* **QUÉ HACER**
• a. Responde estas preguntas sobre el comentario al cántico de las criaturas:
(i) ¿Qué realidades parecen unir la tierra y el cielo?
(ii) ¿De qué es signo la mención de los «monstruos marinos»?
(iii) ¿Cuáles son los tres verbos de la glorificación divina?
• b. Prolonga el comentario al cántico de las criaturas a partir de su última oración.

* **TEXTO DE ESTUDIO**
========

Entonces soplan también los vientos, estallan los rayos e irrumpen las estaciones con el calor y el hielo, el ardor del verano, así como el granizo, el hielo, la nieve (Cf. versículos 65-70.73). El poeta incluye en el canto de alabanza al Creador el ritmo del tiempo, el día y la noche, la luz y las tinieblas (Cf. versículos 71-72). Al final la mirada se detiene también en la tierra, comenzando por las cumbres de los montes, realidades que parecen unir la tierra y el cielo (Cf. versículos 74-75).
Entonces se unen en la alabanza a Dios las criaturas vegetales que germinan en la tierra (Cf. versículo 76), los manantiales que aportan vida y frescura, los mares y los ríos con sus abundantes y misteriosas aguas (Cf. versículos 77-78). De hecho, el cantor evoca también los «monstruos marinos», junto a los peces (Cf. versículo 79), como signo del caos acuático primordial al que Dios ha impuesto límites que ha de observar (Cf. Salmo 92, 3-4; Job 38, 8-11; 40, 15 - 41, 26).
Después llega el turno del vasto y variado reino animal que vive y se mueve en las aguas, en la tierra y en los cielos (Cf. Daniel 3, 80-81).
4. El último actor de la creación que entra en la escena es el hombre. En un primer momento, la mirada se dirige a todos los «hijos del hombre» (Cf. versículo 82); después la atención se concentra en Israel, el pueblo de Dios (Cf. versículo 83); a continuación llega el turno de aquellos que son consagrados plenamente a Dios no sólo como sacerdotes (Cf. versículo 84), sino también como testigos de fe, de justicia y de verdad. Son los «siervos del Señor», los «espíritus y las almas de los justos», los «santos y humildes de corazón» y, entre éstos, emergen los tres jóvenes, Ananías, Azarías y Misael, que han dado voz a todas las criaturas en una alabanza universal y perenne (Cf. versículos 85-88).
Constantemente han resonado los tres verbos de la glorificación divina, como en una letanía: «Bendecid, alabad, ensalzad» al Señor. Éste es el espíritu de la auténtica oración y del canto: celebrar al Señor sin cesar, con la alegría de formar parte de un coro que abarca a todas las criaturas.

========

Entradas del conjunto de datos:

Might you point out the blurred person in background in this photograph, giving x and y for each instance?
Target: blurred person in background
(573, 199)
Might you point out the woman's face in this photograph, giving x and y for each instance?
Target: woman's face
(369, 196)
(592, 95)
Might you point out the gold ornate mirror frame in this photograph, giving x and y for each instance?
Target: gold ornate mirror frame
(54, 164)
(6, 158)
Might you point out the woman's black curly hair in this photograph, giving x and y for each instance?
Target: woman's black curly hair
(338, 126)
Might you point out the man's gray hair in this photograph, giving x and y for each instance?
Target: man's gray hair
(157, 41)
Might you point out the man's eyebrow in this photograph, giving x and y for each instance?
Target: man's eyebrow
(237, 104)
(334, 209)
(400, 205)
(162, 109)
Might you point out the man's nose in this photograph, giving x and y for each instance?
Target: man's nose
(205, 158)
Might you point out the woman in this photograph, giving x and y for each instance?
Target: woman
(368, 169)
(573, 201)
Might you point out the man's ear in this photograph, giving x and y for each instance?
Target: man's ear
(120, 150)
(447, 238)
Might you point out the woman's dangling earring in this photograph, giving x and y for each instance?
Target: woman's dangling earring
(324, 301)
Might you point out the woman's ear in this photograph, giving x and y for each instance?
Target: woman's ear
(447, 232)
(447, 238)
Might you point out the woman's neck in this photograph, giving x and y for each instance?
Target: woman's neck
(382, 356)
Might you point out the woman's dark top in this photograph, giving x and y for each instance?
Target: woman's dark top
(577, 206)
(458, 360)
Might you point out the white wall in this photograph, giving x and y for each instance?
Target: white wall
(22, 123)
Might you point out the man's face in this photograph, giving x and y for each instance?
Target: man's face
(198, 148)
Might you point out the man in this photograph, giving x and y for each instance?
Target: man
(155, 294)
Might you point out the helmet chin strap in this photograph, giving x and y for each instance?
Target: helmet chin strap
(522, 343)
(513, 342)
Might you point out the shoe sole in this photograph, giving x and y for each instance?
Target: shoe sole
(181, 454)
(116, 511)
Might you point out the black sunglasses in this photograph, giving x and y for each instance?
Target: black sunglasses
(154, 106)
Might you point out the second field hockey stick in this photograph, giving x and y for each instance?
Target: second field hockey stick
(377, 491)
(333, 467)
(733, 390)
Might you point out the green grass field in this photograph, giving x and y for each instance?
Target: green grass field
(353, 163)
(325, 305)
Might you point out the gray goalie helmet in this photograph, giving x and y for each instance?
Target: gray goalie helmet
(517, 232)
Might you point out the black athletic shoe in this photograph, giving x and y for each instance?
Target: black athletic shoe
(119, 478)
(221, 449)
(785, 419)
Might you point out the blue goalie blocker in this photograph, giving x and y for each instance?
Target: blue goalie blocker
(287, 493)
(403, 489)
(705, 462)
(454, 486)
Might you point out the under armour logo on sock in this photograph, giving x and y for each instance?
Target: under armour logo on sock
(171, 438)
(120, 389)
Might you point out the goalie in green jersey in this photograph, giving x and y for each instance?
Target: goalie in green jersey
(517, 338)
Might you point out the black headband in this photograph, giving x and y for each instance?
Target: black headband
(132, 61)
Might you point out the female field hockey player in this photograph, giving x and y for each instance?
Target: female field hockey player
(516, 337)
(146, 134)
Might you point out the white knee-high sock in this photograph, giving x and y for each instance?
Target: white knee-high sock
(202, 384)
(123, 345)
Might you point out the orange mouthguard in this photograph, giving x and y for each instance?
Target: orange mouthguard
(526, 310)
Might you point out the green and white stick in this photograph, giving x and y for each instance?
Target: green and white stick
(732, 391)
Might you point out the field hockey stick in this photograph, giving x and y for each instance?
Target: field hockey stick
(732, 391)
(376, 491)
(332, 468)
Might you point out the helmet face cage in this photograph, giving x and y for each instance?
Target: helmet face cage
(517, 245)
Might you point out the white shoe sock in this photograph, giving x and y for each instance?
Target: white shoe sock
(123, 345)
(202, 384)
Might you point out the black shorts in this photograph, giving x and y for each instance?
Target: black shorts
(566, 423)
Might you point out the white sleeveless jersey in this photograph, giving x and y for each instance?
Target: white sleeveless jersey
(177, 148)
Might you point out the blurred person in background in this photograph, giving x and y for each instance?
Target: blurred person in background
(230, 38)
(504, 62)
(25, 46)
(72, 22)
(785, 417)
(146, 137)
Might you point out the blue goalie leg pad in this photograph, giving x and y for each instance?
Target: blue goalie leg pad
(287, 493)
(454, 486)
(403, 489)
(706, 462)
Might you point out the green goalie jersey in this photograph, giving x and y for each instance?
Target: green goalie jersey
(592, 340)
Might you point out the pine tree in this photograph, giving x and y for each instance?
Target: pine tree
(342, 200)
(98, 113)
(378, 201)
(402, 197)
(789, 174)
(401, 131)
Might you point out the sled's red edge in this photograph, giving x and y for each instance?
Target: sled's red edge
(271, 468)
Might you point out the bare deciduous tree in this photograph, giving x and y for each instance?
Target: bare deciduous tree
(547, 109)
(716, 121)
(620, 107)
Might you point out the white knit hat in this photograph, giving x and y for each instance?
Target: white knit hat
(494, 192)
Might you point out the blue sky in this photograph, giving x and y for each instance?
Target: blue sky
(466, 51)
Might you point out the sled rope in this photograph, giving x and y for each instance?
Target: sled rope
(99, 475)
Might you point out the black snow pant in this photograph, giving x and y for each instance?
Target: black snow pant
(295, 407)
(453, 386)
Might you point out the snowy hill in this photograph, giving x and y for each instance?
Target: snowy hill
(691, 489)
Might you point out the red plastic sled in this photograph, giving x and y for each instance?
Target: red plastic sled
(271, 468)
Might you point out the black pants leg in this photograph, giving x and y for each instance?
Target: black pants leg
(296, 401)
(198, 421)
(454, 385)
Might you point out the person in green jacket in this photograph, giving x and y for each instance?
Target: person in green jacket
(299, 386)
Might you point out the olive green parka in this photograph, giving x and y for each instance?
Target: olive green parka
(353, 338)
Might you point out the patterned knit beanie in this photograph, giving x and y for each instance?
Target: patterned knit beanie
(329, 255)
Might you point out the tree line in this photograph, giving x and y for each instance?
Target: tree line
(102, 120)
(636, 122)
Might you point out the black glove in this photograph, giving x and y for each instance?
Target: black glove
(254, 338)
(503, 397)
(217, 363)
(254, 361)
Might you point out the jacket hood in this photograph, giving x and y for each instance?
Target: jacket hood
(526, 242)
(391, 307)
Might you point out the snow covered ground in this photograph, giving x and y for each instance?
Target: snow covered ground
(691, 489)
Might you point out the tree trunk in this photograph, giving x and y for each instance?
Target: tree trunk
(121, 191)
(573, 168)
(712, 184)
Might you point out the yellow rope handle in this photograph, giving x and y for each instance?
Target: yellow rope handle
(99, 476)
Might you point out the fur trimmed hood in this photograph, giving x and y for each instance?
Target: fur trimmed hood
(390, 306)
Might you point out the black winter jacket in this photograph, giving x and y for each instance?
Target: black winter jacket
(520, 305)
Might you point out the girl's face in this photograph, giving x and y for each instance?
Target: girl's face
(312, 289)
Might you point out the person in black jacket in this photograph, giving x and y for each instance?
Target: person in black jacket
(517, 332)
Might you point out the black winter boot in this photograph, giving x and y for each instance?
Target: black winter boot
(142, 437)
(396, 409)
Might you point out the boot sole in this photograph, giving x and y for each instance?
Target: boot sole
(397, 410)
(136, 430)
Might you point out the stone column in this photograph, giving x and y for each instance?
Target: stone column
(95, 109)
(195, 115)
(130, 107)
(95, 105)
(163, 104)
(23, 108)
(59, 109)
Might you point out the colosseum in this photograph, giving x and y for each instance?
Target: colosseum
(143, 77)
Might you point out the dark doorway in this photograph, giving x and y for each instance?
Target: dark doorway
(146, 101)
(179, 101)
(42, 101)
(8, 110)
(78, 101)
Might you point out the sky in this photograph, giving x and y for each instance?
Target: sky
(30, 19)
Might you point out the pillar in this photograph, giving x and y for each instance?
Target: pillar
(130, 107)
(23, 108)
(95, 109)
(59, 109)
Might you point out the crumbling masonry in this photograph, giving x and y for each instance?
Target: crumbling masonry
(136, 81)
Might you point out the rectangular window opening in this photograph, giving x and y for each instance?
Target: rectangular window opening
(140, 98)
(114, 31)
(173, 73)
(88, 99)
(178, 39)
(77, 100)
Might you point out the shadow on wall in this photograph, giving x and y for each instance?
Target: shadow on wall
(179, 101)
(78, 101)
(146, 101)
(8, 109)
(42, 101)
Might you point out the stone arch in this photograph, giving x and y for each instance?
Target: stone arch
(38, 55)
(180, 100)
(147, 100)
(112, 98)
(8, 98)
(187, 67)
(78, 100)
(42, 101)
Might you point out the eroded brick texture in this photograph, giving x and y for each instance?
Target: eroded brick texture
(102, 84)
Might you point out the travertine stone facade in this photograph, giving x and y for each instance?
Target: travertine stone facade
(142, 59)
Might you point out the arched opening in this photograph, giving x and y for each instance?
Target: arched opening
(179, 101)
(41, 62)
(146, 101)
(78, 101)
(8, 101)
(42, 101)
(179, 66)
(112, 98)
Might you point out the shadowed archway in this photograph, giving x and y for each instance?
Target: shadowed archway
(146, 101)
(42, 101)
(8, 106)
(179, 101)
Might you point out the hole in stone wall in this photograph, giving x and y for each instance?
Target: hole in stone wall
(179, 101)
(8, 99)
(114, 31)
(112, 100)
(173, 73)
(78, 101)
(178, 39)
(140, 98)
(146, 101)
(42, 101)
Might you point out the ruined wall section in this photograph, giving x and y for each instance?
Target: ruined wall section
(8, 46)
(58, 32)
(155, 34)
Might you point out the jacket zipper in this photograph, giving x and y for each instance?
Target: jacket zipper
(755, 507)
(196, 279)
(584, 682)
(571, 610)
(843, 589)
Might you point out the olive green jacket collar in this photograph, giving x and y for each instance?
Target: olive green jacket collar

========

* **RESULTADOS**
• a.
(i) Las cumbres de los montes.
(ii) Del caos acuático primordial al que Dios ha impuesto límites que ha de observar.
(iii) «Bendecid, alabad, ensalzad».

• b.
5. Quisiéramos concluir nuestra meditación dejando la palabra a Padres de la Iglesia como Orígenes, Hipólito, Basilio de Cesarea, Ambrosio de Milán, que han comentado la narración de los seis días de la creación (Cf. Génesis 1, 1 - 2, 4a), poniéndola en relación con el Cántico de los tres jóvenes.
Nos limitamos a recoger el comentario de san Ambrosio, quien al referirse al cuarto día de la creación (Cf. Génesis 1, 14-19), imagina que la tierra habla y, al pensar en el sol, encuentra unidas a todas las criaturas en la alabanza a Dios: «El sol es verdaderamente bueno, pues sirve, ayuda mi fecundidad, alimenta mis frutos. Me ha sido dado para mi bien, se somete conmigo al cansancio. Clama conmigo para que tenga lugar la adopción de los hijos y la redención del género humano para que podamos ser también nosotros liberados de la esclavitud. Conmigo alaba al Creador, conmigo eleva un himno al Señor, Dios nuestro. Donde el sol bendice, allí la tierra bendice, bendicen los árboles frutales, bendicen los animales, bendicen conmigo los pájaros («Los seis días de la creación» --«I sei giorni della creazione»--, SAEMO, I, Milano-Roma 1977-1994, pp. 192-193).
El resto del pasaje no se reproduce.